Overview

coresg-graphhdbscan is a Python package for density-based clustering on similarity graphs derived from feature-vector data or directly provided by the user.

The package combines two main ideas:

  1. construction of a weighted graph that reflects local similarity structure

  2. application of a specialized CoreSG-HDBSCAN* pipeline designed to operate on graph data representations

This package is designed for settings where feature-vector representations are not suitable for clustering, such as Euclidean geometry in very high-dimensional spaces, where clustering should instead be guided by a learned or hand-crafted similarity graph as an intrinsically lower-dimensional representation of the data.

Main features

The package currently supports the following capabilities:

  • graph-based clustering through GraphCoreSGHDBSCAN

  • multiple min_samples values in a single model run

  • three graph-construction backends plus a precomputed graph mode

  • support for multiple distance metrics during similarity graph construction, including euclidean, cosine, correlation, manhattan, jaccard, minkowski, mahalanobis, seuclidean, and the package-specific hybrid_euclidean_cosine

  • support for metric_kwds when a distance metric requires additional arguments

  • optional relabeling of noise points by density-based label propagation

  • compatibility with NetworkX graphs, dense adjacency matrices, and sparse adjacency matrices in precomputed mode

  • access to HDBSCAN*-style outputs such as labels, probabilities, and condensed trees

  • direct access to stored labels, condensed trees, and optional per-m models

Package structure

The package is centered around two public classes:

CoreSGHDBSCAN

The lower-level CoreSG implementation operating on feature vectors or distance matrices.

GraphCoreSGHDBSCAN

The graph-oriented wrapper that constructs a similarity graph, converts it to a weighted structutal dissimilarity graph, and then runs CoreSGHDBSCAN.

For most users, GraphCoreSGHDBSCAN is the main entry point.

When to use this package

This package is especially useful when:

  • you work with very high-dimensional data, and simple metrics like Euclidean distance alone is not the best description of local structure

  • a similarity graph is more meaningful than a raw feature-space view

  • you want to compare several min_samples values efficiently in one run

  • you want HDBSCAN*-style hierarchical clustering behavior on top of a graph-based representation

  • you already have a graph or adjacency matrix and want to cluster directly from it

Typical workflow

A typical graph-based clustering workflow in this package is:

  1. construct or provide a similarity graph

  2. convert it into a weighted structural similarity graph

  3. convert similarity to dissimilarity

  4. ensure graph connectivity

  5. run CoreSGHDBSCAN for one or more min_samples values

  6. inspect the condensed tree and choose a solution

  7. optionally reassign noise points if no_noise=True

Typical entry point

For most users, the main entry point is:

from coresg_graphhdbscan import GraphCoreSGHDBSCAN

A simple starting example is:

from coresg_graphhdbscan import GraphCoreSGHDBSCAN

model = GraphCoreSGHDBSCAN(
    min_samples=10,
    sim_graph_method="sc_umap",
    metric="euclidean",
    n_neighbors=15,
    no_noise=True,
    heuristic_connect=False,
)

model.fit(X)
labels = model.fit_predict(X)

Stored results after fitting

After fitting, the package stores results for each tested min_samples value.

The main user-facing object is GraphCoreSGHDBSCAN. Internally, it runs a Core-SG engine across one or more min_samples values and stores per-m results.

The most important fitted result containers are:

  • labels_by_m_: dictionary mapping each fitted min_samples value to its stored cluster labels.

  • condensed_trees_: dictionary mapping each fitted min_samples value to its condensed tree object.

  • models_: dictionary mapping each fitted min_samples value to a saved model object when save_models=True.

This makes it possible to inspect a fitted solution directly without re-running the model.

Typical post-fit access looks like:

g.fit(X)

labels_10 = g.labels_by_m_[10]
tree_10 = g.condensed_trees_[10]

# only available when save_models=True
model_10 = g.models_[10]

:::

* **Exercise aim**: According to the coresg-graphhdbscan overview, which fitted result container maps each min_samples value to a saved model object, and under what setting is it filled?

* **Data provided**:
:::

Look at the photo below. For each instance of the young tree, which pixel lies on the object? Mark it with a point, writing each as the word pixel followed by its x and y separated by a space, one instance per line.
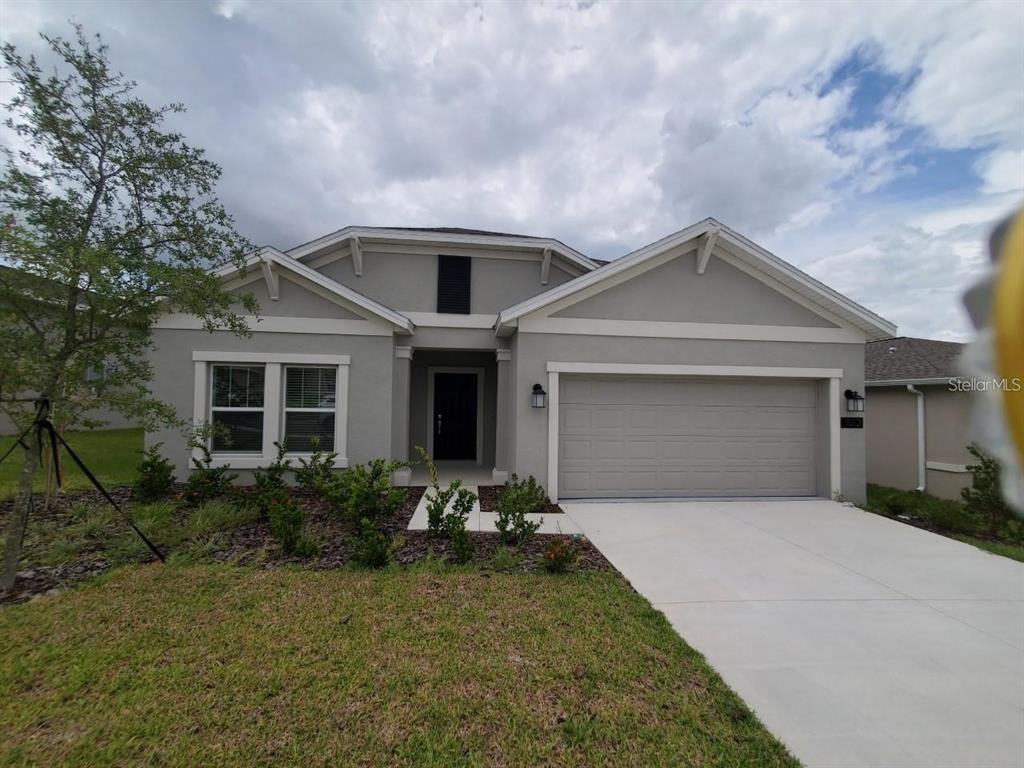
pixel 107 219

:::

* **Response below**: The models_ dictionary holds a saved model object for each fitted min_samples value when save_models=True.